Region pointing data
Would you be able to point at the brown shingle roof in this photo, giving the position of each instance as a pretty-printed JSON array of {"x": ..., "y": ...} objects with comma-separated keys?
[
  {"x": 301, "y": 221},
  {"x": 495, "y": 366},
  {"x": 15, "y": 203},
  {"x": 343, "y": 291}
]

### TASK STATEMENT
All of the entries above need to be printed again exactly.

### OUTPUT BELOW
Would you be able to point at the brown shingle roof in this photo, giving the position of each instance as a pretty-printed JSON array of {"x": ..., "y": ...} objects with comma-separated keys?
[
  {"x": 301, "y": 221},
  {"x": 495, "y": 366},
  {"x": 15, "y": 203},
  {"x": 343, "y": 291}
]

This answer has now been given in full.